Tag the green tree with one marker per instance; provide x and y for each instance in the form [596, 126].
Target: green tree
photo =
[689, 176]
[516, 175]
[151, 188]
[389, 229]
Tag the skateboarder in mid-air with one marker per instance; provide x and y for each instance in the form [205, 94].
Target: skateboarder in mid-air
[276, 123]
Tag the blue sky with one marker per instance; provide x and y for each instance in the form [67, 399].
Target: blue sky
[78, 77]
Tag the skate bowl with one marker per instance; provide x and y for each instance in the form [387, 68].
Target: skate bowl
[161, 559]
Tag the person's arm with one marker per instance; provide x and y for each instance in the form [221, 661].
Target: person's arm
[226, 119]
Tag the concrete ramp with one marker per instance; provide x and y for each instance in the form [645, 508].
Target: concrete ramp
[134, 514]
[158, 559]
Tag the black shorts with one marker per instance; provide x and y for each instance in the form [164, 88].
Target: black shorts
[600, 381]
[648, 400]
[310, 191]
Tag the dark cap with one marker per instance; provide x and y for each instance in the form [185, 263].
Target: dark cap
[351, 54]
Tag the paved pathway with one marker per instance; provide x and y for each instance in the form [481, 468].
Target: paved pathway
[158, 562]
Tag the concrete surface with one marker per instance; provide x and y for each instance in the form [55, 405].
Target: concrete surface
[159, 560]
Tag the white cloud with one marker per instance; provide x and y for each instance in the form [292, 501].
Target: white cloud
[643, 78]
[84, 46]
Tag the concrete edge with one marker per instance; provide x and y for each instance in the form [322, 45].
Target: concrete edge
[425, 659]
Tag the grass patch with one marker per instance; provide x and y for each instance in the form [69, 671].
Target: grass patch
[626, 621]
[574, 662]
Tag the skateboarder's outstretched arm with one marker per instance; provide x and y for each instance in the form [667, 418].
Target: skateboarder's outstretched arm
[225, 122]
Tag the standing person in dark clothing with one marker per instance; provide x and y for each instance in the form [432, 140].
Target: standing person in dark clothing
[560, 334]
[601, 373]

====================

> [Given task]: Please copy all of the records above word for word, keeping each line as it appears.

> [Task solution]:
Tag the green tree with one marker per instance; provide x and y for each instance in the form [596, 126].
Target: green tree
photo =
[689, 176]
[516, 175]
[151, 188]
[389, 229]
Tag the skateboarder in mid-air with one marker per instance; provide x and y for each instance in the form [205, 94].
Target: skateboarder in mid-air
[276, 123]
Tag the blue sky with one marker per instance; provide x and y for each instance in the form [67, 399].
Target: blue sky
[78, 77]
Tag the skate bowl with one marker per instance; provide x and y for each instance in the form [387, 68].
Target: skate bowl
[161, 559]
Tag the person's arm with one marker per instance; provide x and y for each instance in the form [221, 661].
Target: person's arm
[226, 119]
Tag the concrete ramp with one marker per instance; provide x and y for each instance in the form [645, 508].
Target: concrete ramp
[134, 514]
[158, 559]
Tag the black shorts with one marker per instance; provide x and y for each instance in the form [164, 88].
Target: black shorts
[600, 381]
[648, 400]
[310, 191]
Tag the dark cap with one marker per instance; provide x and y for each instance in the form [185, 263].
Target: dark cap
[351, 54]
Tag the paved pathway with one marker per instance; provide x and y for each instance in the form [481, 468].
Target: paved pathway
[158, 562]
Tag the concrete surface with one marker per instance; provide x and y for each instance in the form [55, 405].
Target: concrete surface
[159, 560]
Tag the white cloud with one marker per instance; provide x and y for each instance in the form [292, 501].
Target: white cloud
[643, 78]
[84, 46]
Tag the concrete edge with one marker per instance; provide x and y for each instance in the form [322, 45].
Target: concrete edge
[425, 659]
Tag the grass patch with one marker per instance; provide x and y for each instance in the form [69, 671].
Target: grass patch
[626, 621]
[574, 662]
Tag the skateboarder's outstretched arm with one marker per instance; provide x and y for each instance in the form [667, 418].
Target: skateboarder's outstretched arm
[225, 122]
Tag the standing person in dark clothing with one marker per instance; provide x and y for each instance in the form [432, 140].
Target: standing person in dark clothing
[560, 334]
[601, 373]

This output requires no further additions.